BRIEF ->
Pictures stay out of your copy, but everything else in the records below must be repeated exactly.

EXERCISE MATERIALS ->
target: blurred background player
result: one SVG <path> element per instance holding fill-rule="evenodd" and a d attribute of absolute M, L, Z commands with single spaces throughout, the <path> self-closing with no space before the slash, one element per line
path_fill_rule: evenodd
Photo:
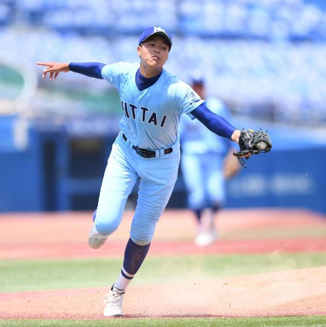
<path fill-rule="evenodd" d="M 206 97 L 205 80 L 200 71 L 192 72 L 190 85 L 212 111 L 230 121 L 230 113 L 221 100 Z M 179 131 L 182 155 L 181 167 L 188 193 L 188 205 L 197 221 L 194 242 L 208 245 L 218 237 L 214 217 L 225 198 L 225 181 L 240 166 L 232 155 L 231 141 L 212 133 L 198 120 L 181 117 Z"/>

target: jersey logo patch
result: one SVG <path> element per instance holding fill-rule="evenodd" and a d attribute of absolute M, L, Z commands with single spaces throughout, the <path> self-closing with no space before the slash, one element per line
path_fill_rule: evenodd
<path fill-rule="evenodd" d="M 197 99 L 198 99 L 198 97 L 195 93 L 195 91 L 190 87 L 187 89 L 185 96 L 186 99 L 187 99 L 187 100 L 194 100 Z"/>

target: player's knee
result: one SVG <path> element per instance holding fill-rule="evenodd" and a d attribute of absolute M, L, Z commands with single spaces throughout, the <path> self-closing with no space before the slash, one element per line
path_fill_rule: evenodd
<path fill-rule="evenodd" d="M 115 231 L 119 226 L 119 221 L 117 220 L 102 218 L 97 216 L 95 220 L 96 230 L 102 235 L 110 235 Z"/>
<path fill-rule="evenodd" d="M 133 242 L 138 245 L 146 245 L 150 242 L 154 236 L 154 228 L 143 227 L 139 228 L 138 226 L 132 225 L 130 231 L 130 238 Z"/>
<path fill-rule="evenodd" d="M 148 237 L 146 238 L 139 238 L 138 237 L 135 237 L 131 235 L 130 238 L 132 239 L 132 241 L 136 243 L 137 245 L 140 245 L 141 246 L 144 246 L 144 245 L 147 245 L 150 243 L 153 237 L 148 238 Z"/>

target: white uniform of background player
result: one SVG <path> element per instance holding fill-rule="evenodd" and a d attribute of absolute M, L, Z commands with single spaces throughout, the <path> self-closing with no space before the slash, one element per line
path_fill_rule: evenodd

FINISHED ANSWER ->
target: blurred background player
result: one SVG <path> element per instance holding fill-rule="evenodd" and a d attribute of absolute M, L, Z commands with single spaces throughout, the <path> self-closing with no space before the slash, one element per line
path_fill_rule: evenodd
Photo:
<path fill-rule="evenodd" d="M 206 97 L 205 80 L 200 71 L 192 72 L 190 85 L 212 111 L 230 121 L 230 113 L 221 100 Z M 179 131 L 182 155 L 181 167 L 188 193 L 188 205 L 197 221 L 194 242 L 208 245 L 218 237 L 214 217 L 225 198 L 225 181 L 240 166 L 232 155 L 231 141 L 212 133 L 198 120 L 181 117 Z"/>

target: jersey logo patch
result: one SVG <path> element per instance holding fill-rule="evenodd" and a d attribute of absolute M, L, Z commands with single spaces throughout, the <path> self-closing with no space before the slash, one element per line
path_fill_rule: evenodd
<path fill-rule="evenodd" d="M 197 99 L 198 99 L 198 97 L 195 93 L 195 91 L 190 87 L 187 89 L 185 96 L 186 99 L 187 99 L 187 100 L 194 100 Z"/>

target: player's knee
result: one SVG <path> element per instance holding fill-rule="evenodd" and a d attribute of absolute M, L, Z commands with single spaces throughout, the <path> self-closing with no space before the slash, one element per line
path_fill_rule: evenodd
<path fill-rule="evenodd" d="M 115 231 L 119 226 L 119 221 L 117 220 L 102 218 L 97 216 L 95 220 L 96 230 L 102 235 L 110 235 Z"/>
<path fill-rule="evenodd" d="M 133 242 L 138 245 L 146 245 L 150 242 L 154 236 L 154 228 L 143 227 L 139 228 L 138 226 L 132 225 L 130 231 L 130 238 Z"/>
<path fill-rule="evenodd" d="M 148 237 L 146 238 L 139 238 L 138 237 L 135 237 L 131 235 L 130 238 L 132 239 L 132 241 L 136 243 L 137 245 L 140 245 L 141 246 L 144 246 L 144 245 L 147 245 L 150 243 L 153 237 L 148 238 Z"/>

target: white uniform of background player
result: one SVG <path> element per instance holding fill-rule="evenodd" and a d attribute of absolute M, L, Z commands with single spaces throughout, the <path> self-closing with no space before the slash, one element per line
path_fill_rule: evenodd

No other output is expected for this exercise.